▶ **Input material**:
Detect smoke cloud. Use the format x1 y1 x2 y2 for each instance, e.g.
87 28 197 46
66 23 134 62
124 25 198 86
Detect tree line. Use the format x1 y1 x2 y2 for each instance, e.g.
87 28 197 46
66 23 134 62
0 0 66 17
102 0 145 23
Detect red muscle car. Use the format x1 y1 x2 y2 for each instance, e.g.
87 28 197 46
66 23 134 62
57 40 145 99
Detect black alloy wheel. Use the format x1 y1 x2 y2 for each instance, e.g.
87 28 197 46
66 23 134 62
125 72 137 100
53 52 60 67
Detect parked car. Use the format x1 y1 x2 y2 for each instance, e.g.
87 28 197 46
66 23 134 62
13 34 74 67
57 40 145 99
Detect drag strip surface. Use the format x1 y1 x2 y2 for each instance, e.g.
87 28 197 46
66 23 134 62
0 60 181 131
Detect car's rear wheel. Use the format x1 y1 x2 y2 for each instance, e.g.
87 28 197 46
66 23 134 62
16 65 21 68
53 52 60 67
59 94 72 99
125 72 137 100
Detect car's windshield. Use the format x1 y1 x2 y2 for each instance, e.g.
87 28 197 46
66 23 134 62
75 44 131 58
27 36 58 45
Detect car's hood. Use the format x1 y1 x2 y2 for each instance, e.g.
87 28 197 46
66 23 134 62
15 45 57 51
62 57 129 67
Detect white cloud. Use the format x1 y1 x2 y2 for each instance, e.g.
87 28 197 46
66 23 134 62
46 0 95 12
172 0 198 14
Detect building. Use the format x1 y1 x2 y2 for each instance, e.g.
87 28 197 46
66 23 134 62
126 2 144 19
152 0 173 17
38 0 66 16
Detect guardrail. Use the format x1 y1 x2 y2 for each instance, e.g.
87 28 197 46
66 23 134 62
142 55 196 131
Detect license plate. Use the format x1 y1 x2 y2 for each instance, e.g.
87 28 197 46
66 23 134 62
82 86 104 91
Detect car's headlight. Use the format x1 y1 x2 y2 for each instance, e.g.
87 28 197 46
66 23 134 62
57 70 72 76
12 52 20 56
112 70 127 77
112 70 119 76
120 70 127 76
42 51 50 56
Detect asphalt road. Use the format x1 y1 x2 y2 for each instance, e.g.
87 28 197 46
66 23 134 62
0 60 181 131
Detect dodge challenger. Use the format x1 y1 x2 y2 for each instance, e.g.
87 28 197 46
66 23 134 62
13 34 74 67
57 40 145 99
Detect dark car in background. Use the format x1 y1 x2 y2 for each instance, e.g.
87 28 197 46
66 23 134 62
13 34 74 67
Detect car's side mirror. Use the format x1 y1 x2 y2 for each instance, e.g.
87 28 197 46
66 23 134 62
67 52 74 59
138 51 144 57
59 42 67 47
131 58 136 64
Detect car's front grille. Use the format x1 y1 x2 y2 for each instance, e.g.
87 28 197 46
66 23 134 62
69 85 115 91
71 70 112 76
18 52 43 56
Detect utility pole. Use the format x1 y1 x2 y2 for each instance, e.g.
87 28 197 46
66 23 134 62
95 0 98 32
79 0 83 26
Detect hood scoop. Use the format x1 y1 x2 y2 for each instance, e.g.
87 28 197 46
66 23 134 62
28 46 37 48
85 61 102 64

▶ **Stated task**: Recast every line of the items above as a Markdown table with the columns Position and Text, numbering each row and omitting blank lines.

▶ **Task answer**:
| Position | Text |
|---|---|
| 1 | Detect smoke cloud. Use the format x1 y1 x2 y2 for each instance, e.g. |
| 2 | 87 28 197 46 |
| 3 | 66 23 134 62 |
| 4 | 124 25 198 86 |
| 5 | Detect tree line. Use the format x1 y1 x2 y2 for each instance, e.g. |
| 6 | 87 28 197 46 |
| 7 | 66 23 134 62 |
| 8 | 0 0 66 17 |
| 9 | 102 0 145 23 |
| 10 | Detect red muscle car. Use the format x1 y1 x2 y2 for each instance, e.g. |
| 11 | 87 28 197 46 |
| 12 | 66 23 134 62 |
| 13 | 57 40 145 99 |
| 14 | Detect black alloy wheel. Use the format x1 y1 x2 y2 for each instance, e.g. |
| 15 | 87 28 197 46 |
| 16 | 66 23 134 62 |
| 17 | 125 72 137 100 |
| 18 | 53 52 60 67 |
| 19 | Detect parked car. Use the format x1 y1 x2 y2 for each instance, e.g. |
| 20 | 87 28 197 46 |
| 21 | 66 23 134 62 |
| 22 | 13 34 74 67 |
| 23 | 57 40 145 99 |
| 24 | Detect drag strip surface. Use the format x1 y1 x2 y2 for each instance, e.g. |
| 25 | 87 28 197 46 |
| 26 | 66 23 134 62 |
| 27 | 0 60 181 131 |
| 28 | Detect car's rear wheel. Use the format x1 y1 x2 y2 for each instance, e.g. |
| 29 | 87 28 197 46 |
| 30 | 66 23 134 62 |
| 31 | 16 65 21 68 |
| 32 | 53 52 60 67 |
| 33 | 59 94 72 99 |
| 34 | 125 72 137 100 |
| 35 | Detect car's windshield. Use the format x1 y1 x2 y2 for each instance, e.g. |
| 36 | 87 28 197 46 |
| 37 | 66 23 134 62 |
| 38 | 75 44 131 58 |
| 39 | 27 36 58 45 |
| 40 | Detect car's hood. Use the format x1 y1 x2 y2 for each instance, e.g. |
| 41 | 87 28 197 46 |
| 42 | 66 23 134 62 |
| 43 | 15 45 57 51 |
| 44 | 62 57 129 67 |
| 45 | Detect white cloud. Use the format x1 y1 x2 y2 for each instance, e.g. |
| 46 | 87 28 197 46 |
| 47 | 66 23 134 62 |
| 48 | 46 0 95 12 |
| 49 | 172 0 198 14 |
| 50 | Detect building. Use the format x1 y1 x2 y2 for each instance, e.g. |
| 51 | 87 28 197 46 |
| 52 | 66 23 134 62 |
| 53 | 126 2 144 19 |
| 54 | 152 0 173 17 |
| 55 | 38 0 66 16 |
| 56 | Detect guardrail. Use the format x1 y1 x2 y2 for each instance, e.g. |
| 57 | 87 28 197 46 |
| 58 | 66 23 134 62 |
| 59 | 142 55 196 131 |
| 60 | Detect license plate. Use the format x1 y1 x2 y2 for each instance, e.g. |
| 61 | 87 28 197 46 |
| 62 | 66 23 134 62 |
| 63 | 82 86 104 91 |
| 64 | Detect car's headlight. Use the format x1 y1 x2 y2 for each instance, e.g. |
| 65 | 87 28 197 46 |
| 66 | 66 23 134 62 |
| 67 | 57 70 72 76 |
| 68 | 12 52 20 56 |
| 69 | 112 70 127 77 |
| 70 | 112 70 119 76 |
| 71 | 120 70 127 76 |
| 72 | 42 51 50 56 |
| 73 | Detect asphalt road. Use the format x1 y1 x2 y2 for each instance, e.g. |
| 74 | 87 28 197 46 |
| 75 | 66 23 134 62 |
| 76 | 0 60 181 131 |
| 77 | Detect dodge challenger. Use the format x1 y1 x2 y2 for each instance, e.g. |
| 78 | 87 28 197 46 |
| 79 | 66 23 134 62 |
| 80 | 13 34 74 67 |
| 81 | 57 40 145 99 |
| 82 | Detect dark car in background. Use the format x1 y1 x2 y2 for each instance, e.g. |
| 83 | 87 28 197 46 |
| 84 | 66 23 134 62 |
| 85 | 13 34 74 67 |
| 86 | Detect car's side mirror. Use the format x1 y1 x2 y2 for each instance, e.g. |
| 87 | 87 28 197 46 |
| 88 | 66 23 134 62 |
| 89 | 67 52 74 59 |
| 90 | 138 51 144 57 |
| 91 | 59 42 67 47 |
| 92 | 131 58 136 64 |
| 93 | Detect car's front grille. Use the format x1 y1 x2 y2 for each instance, e.g. |
| 94 | 87 28 197 46 |
| 95 | 66 23 134 62 |
| 96 | 69 85 115 91 |
| 97 | 71 70 112 76 |
| 98 | 18 52 43 56 |
| 99 | Detect utility pole. Use the format x1 y1 x2 y2 for each instance, e.g. |
| 100 | 87 28 197 46 |
| 101 | 66 23 134 62 |
| 102 | 95 0 98 32 |
| 103 | 79 0 83 26 |
| 104 | Detect hood scoop. Use the format x1 y1 x2 y2 for each instance, e.g. |
| 105 | 87 28 197 46 |
| 106 | 66 23 134 62 |
| 107 | 28 46 37 48 |
| 108 | 85 61 102 64 |